Texte cité —

===

M. Vleminckxµ. - Ne dites donc pas de ces choses-là.
M. Dumortier. - La vérité vous gêne. Voilà pourtant des fraudes que je voudrais voir réprimer, car dans mon opinion ces fraudes sont incomparablement plus graves que celles que le projet réforme. Or le seul moyen de les réprimer est l'organisation d'une surveillance au moyen d'une police auxiliaire, et c'est ce que vous voulez empêcher. Je m'associe à toutes les mesures que l'on propose pour réprimer les fraudes électorales, mais je voudrais que par la loi il fût interdit à tout agent du pouvoir d'intervenir dans les élections et de peser sur le corps électoral comme c'est en Angleterre.
Nous ne pouvons arriver ici, nous ne devons pas arriver à avoir dans les élections des candidats du gouvernement ; il ne doit y avoir que des candidats du peuple, que des candidats des opinions qui se disputent le pouvoir, qui se disputent la majorité dans le parlement ; et ce que je voudrais voir se réaliser, c'est cette pensée qui est la base des institutions libérales en Angleterre, qui est la base de toutes les institutions, c'est de chercher à anéantir par tous moyens l'action du pouvoir et des autorités qui en émanent dans les élections, afin que les élections soient l'expression réelle, sincère et incontestée de l'opinion publique.
M. Mullerµ. - Vous ne parlez pas de l'influence de l'épiscopat, qui veut être maître des élections.
M. Dumortier. - Je suis étonné d'une telle interpellation, surtout de la part d'un homme aussi considérable que l'honorable M. Muller.
Est-ce que, par hasard, quand vous faites des lois pour prendre au clergé les bourses d'études qu'il a fondées, quand vous faites des lois pour le spolier de ses biens temporels, voulez-vous qu'il tende le dos pour que vous frappiez dessus ? Allons donc !
Vous êtes tellement sortis du droit commun en toute chose, vis-à-vis vos adversaires, que vous avez été jusqu'à porter atteinte à la liberté la plus chère et la plus sacrée qui existe, à la liberté de la parole, en punissant la liberté de la chaire. Vous avez été jusqu'à déterminer des peines contre la liberté de la chaire, afin d'empêcher que l'action des gens contre lesquels vous vous acharnez, ne puisse intervenir pour réprimer votre action malfaisante.
Ainsi tout ce qui est en faveur du parti libéral, tout ce qui est fraude, violence en faveur du parti libéral, continuera à être permis. Mais la plus petite chose en dehors de la règle quant aux conservateurs deviendra crime, sera puni de la peine la plus forte.
Dans les élections, des désordres ont parfois lieu sur la voie publique. D'après la loi anglaise, non seulement les candidats peuvent créer une police auxiliaire, mais ils y sont autorisés par la loi. Les frais de police auxiliaire sont admis par le parlement comme très légitimes. Eh bien, dans notre pays, dans nos villes, où souvent le bourgmestre, chargé de la police, est un homme de parti, un homme violent, duquel il n'y a ni protection, ni justice à attendre pour ses adversaires politiques, vous allez jusqu'à interdire l'action d'une police auxiliaire, qui est la seule garantie de la tranquillité de l'élection, alors qu'elle se fait sous la responsabilité des élus.
Cependant nous avons eu des exemples, et ils sont nombreux, des nécessités de cette police auxiliaire.

===

Données —
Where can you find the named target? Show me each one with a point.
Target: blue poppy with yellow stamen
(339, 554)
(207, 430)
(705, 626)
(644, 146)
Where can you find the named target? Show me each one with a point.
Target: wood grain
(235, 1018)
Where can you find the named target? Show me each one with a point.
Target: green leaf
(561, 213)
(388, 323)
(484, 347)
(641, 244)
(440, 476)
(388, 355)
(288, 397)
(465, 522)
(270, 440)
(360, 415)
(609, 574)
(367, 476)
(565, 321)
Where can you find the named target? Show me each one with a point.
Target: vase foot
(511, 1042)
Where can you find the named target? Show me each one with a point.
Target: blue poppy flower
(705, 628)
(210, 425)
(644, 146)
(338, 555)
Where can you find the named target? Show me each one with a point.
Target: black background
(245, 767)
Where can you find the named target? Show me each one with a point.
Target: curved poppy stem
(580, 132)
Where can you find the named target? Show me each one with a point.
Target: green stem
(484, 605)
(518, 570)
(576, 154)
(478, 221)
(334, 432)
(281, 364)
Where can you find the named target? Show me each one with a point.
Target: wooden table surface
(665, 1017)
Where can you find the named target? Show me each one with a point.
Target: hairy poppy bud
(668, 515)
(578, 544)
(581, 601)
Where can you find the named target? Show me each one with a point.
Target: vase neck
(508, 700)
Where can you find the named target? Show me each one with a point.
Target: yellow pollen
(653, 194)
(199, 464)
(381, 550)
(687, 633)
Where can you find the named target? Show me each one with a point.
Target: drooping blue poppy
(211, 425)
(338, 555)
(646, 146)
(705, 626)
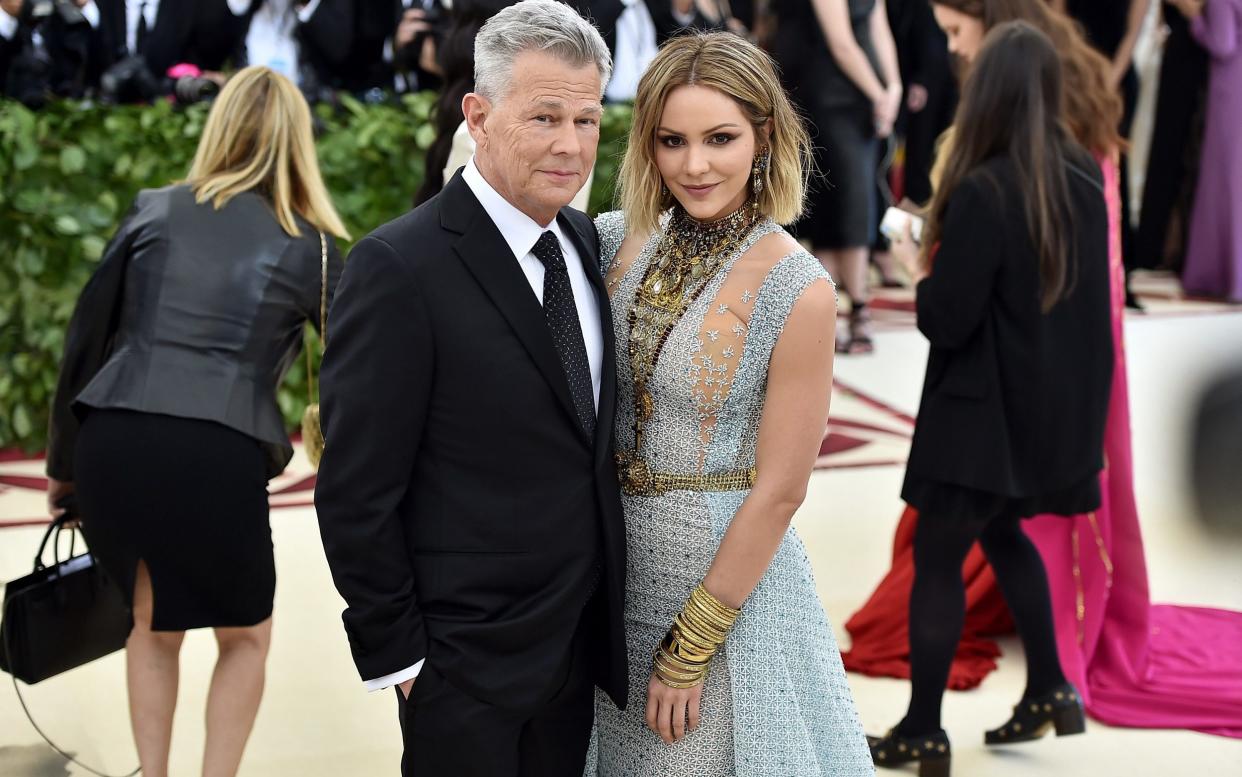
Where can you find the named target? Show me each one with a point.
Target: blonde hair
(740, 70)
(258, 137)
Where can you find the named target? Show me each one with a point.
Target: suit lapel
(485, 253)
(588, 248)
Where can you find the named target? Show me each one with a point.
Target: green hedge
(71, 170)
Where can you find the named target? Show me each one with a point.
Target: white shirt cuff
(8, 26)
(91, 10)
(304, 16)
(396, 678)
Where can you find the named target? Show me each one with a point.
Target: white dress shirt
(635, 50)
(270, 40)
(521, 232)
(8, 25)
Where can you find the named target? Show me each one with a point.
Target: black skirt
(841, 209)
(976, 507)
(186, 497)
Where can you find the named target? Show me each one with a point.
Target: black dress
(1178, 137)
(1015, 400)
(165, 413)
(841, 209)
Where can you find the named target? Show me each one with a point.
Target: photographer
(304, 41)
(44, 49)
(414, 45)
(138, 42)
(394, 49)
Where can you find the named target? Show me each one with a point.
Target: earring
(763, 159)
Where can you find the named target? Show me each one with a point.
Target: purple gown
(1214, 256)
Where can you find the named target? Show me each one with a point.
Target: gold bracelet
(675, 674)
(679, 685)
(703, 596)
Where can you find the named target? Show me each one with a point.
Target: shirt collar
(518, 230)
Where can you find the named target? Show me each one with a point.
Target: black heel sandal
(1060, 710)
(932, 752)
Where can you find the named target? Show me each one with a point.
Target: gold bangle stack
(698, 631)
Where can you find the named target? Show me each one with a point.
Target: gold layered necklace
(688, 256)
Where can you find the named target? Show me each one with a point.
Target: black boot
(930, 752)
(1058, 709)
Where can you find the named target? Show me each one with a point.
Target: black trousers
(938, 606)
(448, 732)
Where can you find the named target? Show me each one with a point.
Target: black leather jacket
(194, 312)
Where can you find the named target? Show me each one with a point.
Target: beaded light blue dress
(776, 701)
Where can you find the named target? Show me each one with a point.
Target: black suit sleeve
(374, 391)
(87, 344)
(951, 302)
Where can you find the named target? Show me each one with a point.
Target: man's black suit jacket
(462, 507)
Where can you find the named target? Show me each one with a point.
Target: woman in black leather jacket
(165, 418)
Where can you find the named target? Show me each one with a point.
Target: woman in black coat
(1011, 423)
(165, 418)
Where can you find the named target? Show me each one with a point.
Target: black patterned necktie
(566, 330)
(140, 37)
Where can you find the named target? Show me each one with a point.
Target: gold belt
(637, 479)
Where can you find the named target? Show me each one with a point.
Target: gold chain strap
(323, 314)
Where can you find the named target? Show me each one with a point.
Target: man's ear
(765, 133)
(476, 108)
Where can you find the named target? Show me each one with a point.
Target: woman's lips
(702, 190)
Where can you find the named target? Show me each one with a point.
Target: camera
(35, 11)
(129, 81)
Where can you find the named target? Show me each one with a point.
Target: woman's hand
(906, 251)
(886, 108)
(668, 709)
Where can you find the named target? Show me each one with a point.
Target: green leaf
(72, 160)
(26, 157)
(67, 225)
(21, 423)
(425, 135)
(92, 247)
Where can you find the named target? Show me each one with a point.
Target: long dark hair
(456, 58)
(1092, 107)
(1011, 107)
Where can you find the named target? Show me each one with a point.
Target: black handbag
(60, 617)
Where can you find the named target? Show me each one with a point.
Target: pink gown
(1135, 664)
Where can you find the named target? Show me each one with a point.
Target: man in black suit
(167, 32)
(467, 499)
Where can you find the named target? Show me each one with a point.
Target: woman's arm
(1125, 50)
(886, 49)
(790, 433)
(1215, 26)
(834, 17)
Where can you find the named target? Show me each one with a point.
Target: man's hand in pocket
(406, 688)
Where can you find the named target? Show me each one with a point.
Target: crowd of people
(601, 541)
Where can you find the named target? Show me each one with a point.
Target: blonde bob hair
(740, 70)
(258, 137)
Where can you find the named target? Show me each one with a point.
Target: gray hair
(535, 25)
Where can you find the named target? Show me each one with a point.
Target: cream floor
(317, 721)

===

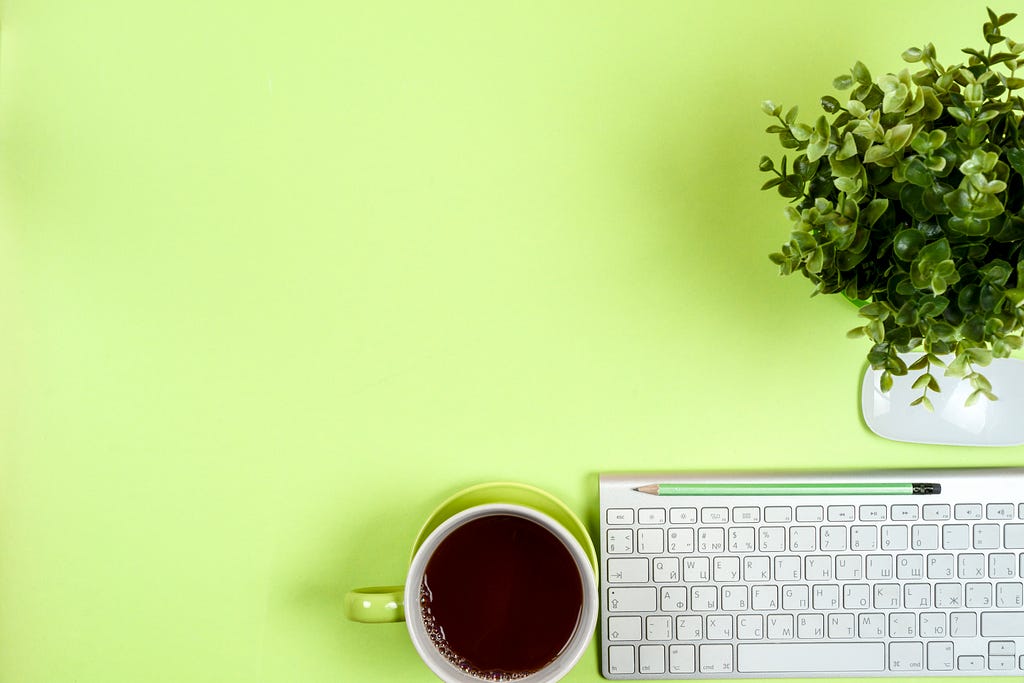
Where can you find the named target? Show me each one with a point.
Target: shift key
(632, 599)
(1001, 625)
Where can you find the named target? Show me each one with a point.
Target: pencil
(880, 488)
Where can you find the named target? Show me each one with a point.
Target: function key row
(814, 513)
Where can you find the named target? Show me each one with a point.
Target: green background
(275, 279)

===

Exercice proposé —
Recopiez sans rien changer le passage du débat parlementaire qui commence à "Vous êtes tellement" et se termine à "la plus forte.".

Réponse attendue —
Vous êtes tellement sortis du droit commun en toute chose, vis-à-vis vos adversaires, que vous avez été jusqu'à porter atteinte à la liberté la plus chère et la plus sacrée qui existe, à la liberté de la parole, en punissant la liberté de la chaire. Vous avez été jusqu'à déterminer des peines contre la liberté de la chaire, afin d'empêcher que l'action des gens contre lesquels vous vous acharnez, ne puisse intervenir pour réprimer votre action malfaisante.
Ainsi tout ce qui est en faveur du parti libéral, tout ce qui est fraude, violence en faveur du parti libéral, continuera à être permis. Mais la plus petite chose en dehors de la règle quant aux conservateurs deviendra crime, sera puni de la peine la plus forte.